• WHAT THIS TASK INVOLVES
Which lines of the entries hold the string "below"? Copy each one.

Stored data
▽

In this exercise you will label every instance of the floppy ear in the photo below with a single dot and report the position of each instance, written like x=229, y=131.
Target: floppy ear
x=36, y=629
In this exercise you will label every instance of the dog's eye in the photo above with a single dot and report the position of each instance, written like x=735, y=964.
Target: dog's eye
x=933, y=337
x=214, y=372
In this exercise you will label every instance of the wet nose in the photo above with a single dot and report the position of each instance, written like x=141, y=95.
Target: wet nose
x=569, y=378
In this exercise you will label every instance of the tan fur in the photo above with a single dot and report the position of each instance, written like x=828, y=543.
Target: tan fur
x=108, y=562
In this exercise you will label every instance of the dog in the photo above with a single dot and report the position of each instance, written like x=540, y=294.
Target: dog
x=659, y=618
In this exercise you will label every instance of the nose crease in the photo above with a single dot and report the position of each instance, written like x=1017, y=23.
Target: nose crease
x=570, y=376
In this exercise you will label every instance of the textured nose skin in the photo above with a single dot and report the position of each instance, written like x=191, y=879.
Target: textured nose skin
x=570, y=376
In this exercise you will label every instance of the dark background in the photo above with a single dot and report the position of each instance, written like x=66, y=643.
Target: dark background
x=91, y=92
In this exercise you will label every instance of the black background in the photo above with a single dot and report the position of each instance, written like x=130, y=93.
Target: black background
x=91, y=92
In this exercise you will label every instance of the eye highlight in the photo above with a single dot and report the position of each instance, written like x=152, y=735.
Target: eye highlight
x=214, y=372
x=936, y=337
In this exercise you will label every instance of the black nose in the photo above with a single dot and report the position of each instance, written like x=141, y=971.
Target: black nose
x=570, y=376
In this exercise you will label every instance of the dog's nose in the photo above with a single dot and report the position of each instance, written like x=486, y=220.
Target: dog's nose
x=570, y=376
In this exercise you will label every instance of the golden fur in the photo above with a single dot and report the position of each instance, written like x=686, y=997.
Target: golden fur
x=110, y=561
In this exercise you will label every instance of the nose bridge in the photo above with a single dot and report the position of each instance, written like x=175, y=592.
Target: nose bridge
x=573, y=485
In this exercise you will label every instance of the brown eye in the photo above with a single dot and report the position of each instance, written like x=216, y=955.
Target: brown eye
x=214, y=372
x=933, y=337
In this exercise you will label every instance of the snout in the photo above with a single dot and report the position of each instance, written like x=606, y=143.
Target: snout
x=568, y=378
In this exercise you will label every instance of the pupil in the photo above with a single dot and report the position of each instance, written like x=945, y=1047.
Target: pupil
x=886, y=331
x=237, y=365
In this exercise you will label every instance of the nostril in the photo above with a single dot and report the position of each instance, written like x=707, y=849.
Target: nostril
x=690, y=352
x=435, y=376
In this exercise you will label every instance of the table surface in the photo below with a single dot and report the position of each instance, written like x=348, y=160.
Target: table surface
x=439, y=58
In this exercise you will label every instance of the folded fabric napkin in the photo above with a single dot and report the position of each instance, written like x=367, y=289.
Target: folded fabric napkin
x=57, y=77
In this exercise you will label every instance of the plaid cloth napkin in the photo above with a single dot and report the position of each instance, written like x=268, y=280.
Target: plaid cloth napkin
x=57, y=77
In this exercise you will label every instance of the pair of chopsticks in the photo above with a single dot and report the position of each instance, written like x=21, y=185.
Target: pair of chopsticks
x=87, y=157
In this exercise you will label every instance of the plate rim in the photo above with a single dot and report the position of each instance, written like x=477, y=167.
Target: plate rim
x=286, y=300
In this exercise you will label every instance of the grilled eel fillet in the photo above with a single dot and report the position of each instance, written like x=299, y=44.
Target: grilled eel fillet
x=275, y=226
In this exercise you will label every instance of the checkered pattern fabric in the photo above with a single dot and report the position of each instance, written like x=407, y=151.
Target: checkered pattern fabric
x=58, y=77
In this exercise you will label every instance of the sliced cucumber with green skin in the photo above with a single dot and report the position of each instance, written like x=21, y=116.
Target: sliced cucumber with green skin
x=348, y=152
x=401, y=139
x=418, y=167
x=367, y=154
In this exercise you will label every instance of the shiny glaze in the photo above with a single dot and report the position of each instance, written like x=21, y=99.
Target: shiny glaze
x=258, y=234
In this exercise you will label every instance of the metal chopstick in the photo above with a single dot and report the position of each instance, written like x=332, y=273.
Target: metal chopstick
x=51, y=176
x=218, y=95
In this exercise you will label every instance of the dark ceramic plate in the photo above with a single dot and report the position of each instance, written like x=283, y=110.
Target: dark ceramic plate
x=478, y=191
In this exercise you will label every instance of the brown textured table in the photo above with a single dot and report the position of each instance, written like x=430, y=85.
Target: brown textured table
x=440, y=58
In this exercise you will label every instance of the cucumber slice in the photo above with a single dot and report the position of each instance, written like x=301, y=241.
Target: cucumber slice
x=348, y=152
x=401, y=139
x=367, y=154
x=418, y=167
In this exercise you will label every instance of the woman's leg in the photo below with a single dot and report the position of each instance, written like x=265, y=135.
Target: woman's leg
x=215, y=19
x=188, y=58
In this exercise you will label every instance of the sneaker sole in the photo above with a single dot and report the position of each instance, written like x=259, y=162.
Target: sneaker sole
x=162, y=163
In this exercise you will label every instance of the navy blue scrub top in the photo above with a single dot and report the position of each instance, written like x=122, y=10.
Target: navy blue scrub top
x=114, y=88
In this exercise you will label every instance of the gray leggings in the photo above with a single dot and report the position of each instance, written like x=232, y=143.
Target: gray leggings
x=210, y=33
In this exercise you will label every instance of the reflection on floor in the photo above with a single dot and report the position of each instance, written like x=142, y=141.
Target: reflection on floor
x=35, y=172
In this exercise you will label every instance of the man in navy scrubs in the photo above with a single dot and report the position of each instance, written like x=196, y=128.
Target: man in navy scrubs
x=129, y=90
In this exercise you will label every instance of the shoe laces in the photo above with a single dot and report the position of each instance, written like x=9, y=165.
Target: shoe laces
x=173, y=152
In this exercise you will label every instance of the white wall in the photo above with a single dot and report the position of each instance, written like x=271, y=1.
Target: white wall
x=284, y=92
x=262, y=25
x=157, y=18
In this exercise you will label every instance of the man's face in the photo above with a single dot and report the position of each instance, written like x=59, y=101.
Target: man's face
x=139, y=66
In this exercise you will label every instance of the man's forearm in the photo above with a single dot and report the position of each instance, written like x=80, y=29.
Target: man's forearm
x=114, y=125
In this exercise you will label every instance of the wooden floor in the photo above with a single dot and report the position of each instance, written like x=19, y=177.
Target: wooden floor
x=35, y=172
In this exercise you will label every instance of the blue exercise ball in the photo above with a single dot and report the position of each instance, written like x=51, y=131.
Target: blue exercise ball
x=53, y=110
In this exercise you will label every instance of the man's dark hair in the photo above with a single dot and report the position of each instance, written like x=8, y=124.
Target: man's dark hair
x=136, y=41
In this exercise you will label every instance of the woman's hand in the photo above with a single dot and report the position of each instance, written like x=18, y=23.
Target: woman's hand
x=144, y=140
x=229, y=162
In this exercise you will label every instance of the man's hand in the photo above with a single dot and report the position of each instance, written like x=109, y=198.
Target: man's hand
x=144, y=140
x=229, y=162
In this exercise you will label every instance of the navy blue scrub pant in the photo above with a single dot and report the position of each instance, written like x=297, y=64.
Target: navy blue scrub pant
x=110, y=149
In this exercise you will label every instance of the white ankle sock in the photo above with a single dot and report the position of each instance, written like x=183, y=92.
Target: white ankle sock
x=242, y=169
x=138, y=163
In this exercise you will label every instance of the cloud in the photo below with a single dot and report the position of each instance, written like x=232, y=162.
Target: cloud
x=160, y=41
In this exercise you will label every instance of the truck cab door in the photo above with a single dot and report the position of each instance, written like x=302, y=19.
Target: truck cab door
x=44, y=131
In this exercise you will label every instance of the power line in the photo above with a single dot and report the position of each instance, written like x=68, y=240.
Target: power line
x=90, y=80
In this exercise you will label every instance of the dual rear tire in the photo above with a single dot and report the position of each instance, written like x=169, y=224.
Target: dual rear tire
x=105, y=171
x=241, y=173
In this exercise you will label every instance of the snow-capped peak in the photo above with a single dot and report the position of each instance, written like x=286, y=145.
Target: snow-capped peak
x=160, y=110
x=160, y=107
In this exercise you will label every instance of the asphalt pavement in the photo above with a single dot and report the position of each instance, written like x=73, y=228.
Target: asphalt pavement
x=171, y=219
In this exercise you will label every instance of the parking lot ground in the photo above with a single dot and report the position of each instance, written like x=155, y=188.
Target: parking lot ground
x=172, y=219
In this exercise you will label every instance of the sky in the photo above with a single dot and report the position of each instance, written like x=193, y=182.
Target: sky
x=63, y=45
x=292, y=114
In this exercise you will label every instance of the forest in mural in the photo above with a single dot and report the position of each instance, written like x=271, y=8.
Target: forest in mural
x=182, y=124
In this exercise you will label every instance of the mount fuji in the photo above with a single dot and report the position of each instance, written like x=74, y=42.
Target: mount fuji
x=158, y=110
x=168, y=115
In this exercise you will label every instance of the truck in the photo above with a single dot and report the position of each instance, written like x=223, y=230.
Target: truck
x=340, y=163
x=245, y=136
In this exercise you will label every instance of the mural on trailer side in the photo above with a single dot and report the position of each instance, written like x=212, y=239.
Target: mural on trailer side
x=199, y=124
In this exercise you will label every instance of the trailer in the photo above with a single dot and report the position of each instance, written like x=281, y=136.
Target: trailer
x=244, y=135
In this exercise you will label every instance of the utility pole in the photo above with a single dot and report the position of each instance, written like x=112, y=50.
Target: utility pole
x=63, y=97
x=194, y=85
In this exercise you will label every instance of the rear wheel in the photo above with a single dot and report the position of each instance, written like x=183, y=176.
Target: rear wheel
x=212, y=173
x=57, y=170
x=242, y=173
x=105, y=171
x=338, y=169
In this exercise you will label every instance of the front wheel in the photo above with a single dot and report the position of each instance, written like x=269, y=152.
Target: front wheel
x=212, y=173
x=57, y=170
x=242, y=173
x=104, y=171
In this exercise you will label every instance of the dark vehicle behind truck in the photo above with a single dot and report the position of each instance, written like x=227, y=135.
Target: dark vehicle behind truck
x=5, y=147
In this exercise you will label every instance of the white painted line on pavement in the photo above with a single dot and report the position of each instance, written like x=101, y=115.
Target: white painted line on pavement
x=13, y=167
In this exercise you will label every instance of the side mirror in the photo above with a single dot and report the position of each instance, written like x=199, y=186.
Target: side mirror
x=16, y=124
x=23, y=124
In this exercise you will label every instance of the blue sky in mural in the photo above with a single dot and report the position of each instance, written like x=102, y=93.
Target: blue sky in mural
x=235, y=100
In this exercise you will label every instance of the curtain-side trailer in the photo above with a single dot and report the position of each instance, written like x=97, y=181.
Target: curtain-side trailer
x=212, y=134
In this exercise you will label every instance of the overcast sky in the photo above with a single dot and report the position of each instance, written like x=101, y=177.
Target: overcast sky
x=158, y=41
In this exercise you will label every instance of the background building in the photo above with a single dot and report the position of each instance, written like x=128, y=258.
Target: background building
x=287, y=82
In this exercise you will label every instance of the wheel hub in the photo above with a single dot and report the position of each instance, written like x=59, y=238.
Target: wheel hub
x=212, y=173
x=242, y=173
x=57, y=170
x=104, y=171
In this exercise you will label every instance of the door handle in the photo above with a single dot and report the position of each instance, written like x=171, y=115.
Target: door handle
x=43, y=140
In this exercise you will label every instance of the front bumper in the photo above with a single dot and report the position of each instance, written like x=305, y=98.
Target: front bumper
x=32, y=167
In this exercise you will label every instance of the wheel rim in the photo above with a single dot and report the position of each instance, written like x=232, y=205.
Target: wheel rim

△

• ANSWER TO THIS TASK
In this exercise you will label every instance of the floppy ear in the photo below with a single dot and report the position of each instance, written like x=229, y=131.
In this exercise you will label every instance of the table surface in the photo below with a single dot and report the position of each instance, written like x=348, y=160.
In this exercise you will label every instance of the woman's leg in the photo below with a single dot and report the position of each instance, written like x=265, y=135.
In this exercise you will label every instance of the cloud in the photo below with a single dot and report the position of each instance, written like x=232, y=162.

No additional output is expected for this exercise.